WHAT NEEDS TO BE DONE: What you return must be the data below, word for word, without any images.

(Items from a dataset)
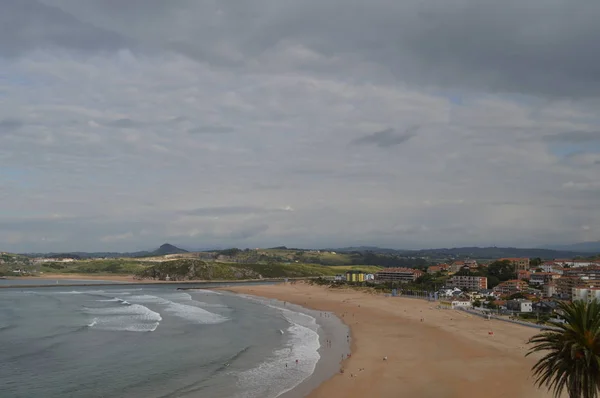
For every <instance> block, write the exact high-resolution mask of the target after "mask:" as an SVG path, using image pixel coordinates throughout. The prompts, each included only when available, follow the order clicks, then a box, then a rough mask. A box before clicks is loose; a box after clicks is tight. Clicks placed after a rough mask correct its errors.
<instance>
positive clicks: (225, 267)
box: [138, 259, 380, 281]
mask: <svg viewBox="0 0 600 398" xmlns="http://www.w3.org/2000/svg"><path fill="white" fill-rule="evenodd" d="M351 269H361V270H364V271H365V272H376V271H377V270H379V269H380V268H378V267H368V266H367V267H364V266H363V267H352V266H329V267H328V266H322V265H316V264H240V263H216V262H205V261H201V260H197V259H179V260H172V261H163V262H161V263H158V264H155V265H152V266H150V267H146V268H145V269H144V270H142V271H140V272H138V276H140V277H142V278H152V279H163V280H164V279H166V277H167V276H168V277H169V278H170V279H171V280H178V281H182V280H195V279H197V280H219V279H221V280H235V279H261V278H294V277H296V278H297V277H309V276H333V275H336V274H343V273H345V272H346V271H348V270H351Z"/></svg>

RESPONSE TO THE EXERCISE:
For every <instance> block, write the exact high-resolution mask of the target after "mask:" as an SVG path, using image pixel coordinates throughout. The prompts, each included only when available, follow the order clicks, then a box, then a rough mask. A box before clicks is loose; a box after clicks is tight. Clicks placed after a rough mask correct its errors.
<instance>
positive clicks: (225, 267)
box: [138, 259, 380, 281]
mask: <svg viewBox="0 0 600 398" xmlns="http://www.w3.org/2000/svg"><path fill="white" fill-rule="evenodd" d="M351 269H361V270H364V271H365V272H376V271H377V270H379V269H380V268H378V267H368V266H367V267H364V266H363V267H352V266H329V267H328V266H322V265H316V264H240V263H216V262H205V261H201V260H197V259H179V260H172V261H163V262H161V263H158V264H155V265H152V266H150V267H146V268H145V269H144V270H142V271H140V272H138V276H140V277H142V278H152V279H163V280H164V279H166V277H167V276H168V277H169V278H170V279H171V280H178V281H182V280H195V279H197V280H219V279H221V280H235V279H261V278H294V277H296V278H297V277H309V276H333V275H336V274H343V273H345V272H346V271H348V270H351Z"/></svg>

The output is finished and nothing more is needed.